◆ **EXTRACTED RECORDS**:
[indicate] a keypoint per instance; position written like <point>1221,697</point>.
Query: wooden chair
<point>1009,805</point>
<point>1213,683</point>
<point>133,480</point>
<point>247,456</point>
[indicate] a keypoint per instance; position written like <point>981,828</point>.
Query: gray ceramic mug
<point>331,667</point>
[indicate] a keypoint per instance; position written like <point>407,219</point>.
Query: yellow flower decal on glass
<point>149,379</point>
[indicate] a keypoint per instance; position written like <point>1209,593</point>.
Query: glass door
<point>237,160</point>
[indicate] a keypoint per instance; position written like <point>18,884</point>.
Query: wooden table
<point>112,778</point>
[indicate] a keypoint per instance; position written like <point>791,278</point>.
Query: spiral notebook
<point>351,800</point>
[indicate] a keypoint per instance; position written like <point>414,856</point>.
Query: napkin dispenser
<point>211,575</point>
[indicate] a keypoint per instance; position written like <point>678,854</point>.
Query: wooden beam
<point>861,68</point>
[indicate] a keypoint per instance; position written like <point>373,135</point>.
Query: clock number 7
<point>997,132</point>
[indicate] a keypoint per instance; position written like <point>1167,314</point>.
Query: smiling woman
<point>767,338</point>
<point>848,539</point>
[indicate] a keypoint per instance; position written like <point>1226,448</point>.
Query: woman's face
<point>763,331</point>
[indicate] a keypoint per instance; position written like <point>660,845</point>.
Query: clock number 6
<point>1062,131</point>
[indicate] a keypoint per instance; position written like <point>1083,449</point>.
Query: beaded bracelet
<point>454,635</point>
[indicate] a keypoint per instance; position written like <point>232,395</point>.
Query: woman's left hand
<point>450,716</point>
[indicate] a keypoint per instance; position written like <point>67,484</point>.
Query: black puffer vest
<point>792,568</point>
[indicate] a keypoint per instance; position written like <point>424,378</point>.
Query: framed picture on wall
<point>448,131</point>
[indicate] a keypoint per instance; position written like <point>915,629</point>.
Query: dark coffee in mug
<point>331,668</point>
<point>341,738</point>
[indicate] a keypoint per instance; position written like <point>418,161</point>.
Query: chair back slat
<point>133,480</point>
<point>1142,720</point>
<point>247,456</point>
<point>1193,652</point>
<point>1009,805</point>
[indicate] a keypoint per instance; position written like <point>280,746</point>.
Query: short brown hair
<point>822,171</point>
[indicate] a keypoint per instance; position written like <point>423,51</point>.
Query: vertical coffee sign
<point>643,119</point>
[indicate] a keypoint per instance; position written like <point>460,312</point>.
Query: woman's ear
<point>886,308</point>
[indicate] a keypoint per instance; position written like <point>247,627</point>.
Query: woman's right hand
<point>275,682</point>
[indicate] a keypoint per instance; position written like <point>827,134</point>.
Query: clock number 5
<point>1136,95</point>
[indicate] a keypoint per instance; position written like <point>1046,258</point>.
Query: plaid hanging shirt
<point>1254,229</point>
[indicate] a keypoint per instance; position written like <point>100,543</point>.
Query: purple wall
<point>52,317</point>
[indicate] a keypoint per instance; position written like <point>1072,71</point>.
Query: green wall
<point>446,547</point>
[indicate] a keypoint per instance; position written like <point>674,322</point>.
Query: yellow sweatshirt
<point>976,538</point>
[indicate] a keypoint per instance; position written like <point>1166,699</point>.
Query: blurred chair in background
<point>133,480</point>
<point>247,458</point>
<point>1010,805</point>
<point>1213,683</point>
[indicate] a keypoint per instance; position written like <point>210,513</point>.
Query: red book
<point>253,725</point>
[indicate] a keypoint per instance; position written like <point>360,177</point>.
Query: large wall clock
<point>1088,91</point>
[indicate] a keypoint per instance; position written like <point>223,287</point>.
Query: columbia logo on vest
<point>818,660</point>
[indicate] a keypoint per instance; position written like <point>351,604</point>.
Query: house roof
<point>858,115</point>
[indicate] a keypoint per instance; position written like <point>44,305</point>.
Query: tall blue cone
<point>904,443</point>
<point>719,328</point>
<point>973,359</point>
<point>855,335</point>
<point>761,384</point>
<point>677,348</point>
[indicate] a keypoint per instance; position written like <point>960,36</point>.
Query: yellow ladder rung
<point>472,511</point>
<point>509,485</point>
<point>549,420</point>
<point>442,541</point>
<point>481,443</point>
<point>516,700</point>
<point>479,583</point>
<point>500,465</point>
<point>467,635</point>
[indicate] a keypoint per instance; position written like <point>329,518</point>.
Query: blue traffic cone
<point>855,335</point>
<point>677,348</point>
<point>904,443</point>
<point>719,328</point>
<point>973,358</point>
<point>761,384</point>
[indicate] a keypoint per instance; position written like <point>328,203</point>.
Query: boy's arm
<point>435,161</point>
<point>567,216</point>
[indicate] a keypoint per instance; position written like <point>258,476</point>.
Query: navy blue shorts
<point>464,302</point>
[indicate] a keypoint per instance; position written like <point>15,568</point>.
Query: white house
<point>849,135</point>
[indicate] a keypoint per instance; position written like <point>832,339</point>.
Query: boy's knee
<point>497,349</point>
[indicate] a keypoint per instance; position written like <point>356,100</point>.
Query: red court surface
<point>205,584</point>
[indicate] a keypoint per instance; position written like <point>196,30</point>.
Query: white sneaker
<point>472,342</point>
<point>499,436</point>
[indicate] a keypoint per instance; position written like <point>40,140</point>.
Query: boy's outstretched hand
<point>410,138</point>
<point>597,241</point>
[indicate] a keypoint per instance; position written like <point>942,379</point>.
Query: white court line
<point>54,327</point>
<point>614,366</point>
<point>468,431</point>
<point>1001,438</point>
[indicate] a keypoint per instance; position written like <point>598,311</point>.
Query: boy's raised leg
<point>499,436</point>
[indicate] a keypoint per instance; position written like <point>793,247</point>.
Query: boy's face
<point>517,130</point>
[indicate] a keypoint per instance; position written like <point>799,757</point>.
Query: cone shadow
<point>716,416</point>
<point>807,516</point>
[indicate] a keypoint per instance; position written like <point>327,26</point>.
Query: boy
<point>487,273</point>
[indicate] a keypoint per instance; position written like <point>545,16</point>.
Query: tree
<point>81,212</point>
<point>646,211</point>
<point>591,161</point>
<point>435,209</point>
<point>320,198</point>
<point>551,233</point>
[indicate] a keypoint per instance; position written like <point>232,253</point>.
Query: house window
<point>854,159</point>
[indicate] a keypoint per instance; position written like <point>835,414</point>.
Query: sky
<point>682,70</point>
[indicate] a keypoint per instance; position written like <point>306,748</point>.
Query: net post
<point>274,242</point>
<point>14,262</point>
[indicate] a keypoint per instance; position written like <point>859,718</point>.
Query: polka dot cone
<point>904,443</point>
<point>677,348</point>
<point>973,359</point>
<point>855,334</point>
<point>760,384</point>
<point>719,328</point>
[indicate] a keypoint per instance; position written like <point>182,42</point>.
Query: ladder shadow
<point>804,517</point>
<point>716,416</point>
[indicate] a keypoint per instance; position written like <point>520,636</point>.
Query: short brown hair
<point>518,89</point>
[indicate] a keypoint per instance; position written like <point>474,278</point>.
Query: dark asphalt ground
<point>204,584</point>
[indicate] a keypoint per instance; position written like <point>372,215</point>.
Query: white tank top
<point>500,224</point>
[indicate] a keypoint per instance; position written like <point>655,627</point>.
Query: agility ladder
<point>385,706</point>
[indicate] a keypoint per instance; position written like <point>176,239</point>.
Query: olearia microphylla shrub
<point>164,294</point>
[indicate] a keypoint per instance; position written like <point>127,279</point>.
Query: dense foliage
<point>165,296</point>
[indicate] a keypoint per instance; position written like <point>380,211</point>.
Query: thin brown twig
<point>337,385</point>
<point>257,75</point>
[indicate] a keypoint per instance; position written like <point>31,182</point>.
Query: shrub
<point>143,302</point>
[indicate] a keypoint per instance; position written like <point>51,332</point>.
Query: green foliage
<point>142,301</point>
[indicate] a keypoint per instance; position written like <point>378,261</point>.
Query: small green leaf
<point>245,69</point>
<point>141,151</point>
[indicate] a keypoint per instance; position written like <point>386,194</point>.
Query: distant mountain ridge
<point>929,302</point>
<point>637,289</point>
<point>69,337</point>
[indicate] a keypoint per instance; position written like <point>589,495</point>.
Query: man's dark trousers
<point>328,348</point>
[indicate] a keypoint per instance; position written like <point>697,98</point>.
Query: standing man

◆ **DIRECTION**:
Please express the lines from the one containing "written like <point>674,322</point>." through the one containing "<point>467,635</point>", both included, as a JSON list of strings with one string per line, skipping any blank lines.

◆ **SOLUTION TO THE PROBLEM**:
[
  "[indicate] a keypoint per instance; position written like <point>674,322</point>.",
  "Query: yellow sweatshirt",
  "<point>976,538</point>",
  "[indicate] a keypoint per instance; position written like <point>1166,699</point>.",
  "Query: blurred chair in background",
  "<point>133,480</point>",
  "<point>247,458</point>",
  "<point>1010,805</point>",
  "<point>1213,683</point>",
  "[indicate] a keypoint per instance; position written like <point>210,513</point>.",
  "Query: red book",
  "<point>253,725</point>",
  "[indicate] a keypoint per instance; position written like <point>360,177</point>.",
  "Query: large wall clock",
  "<point>1088,91</point>",
  "[indicate] a keypoint per instance; position written like <point>223,287</point>.",
  "Query: columbia logo on vest",
  "<point>818,660</point>",
  "[indicate] a keypoint per instance; position written like <point>351,604</point>.",
  "Query: house roof",
  "<point>858,115</point>",
  "[indicate] a keypoint per instance; position written like <point>44,305</point>.",
  "Query: tall blue cone",
  "<point>904,443</point>",
  "<point>719,328</point>",
  "<point>973,359</point>",
  "<point>855,335</point>",
  "<point>761,384</point>",
  "<point>677,348</point>",
  "[indicate] a keypoint per instance; position written like <point>960,36</point>.",
  "Query: yellow ladder rung",
  "<point>472,511</point>",
  "<point>509,485</point>",
  "<point>549,420</point>",
  "<point>442,541</point>",
  "<point>481,443</point>",
  "<point>516,700</point>",
  "<point>479,583</point>",
  "<point>500,465</point>",
  "<point>467,635</point>"
]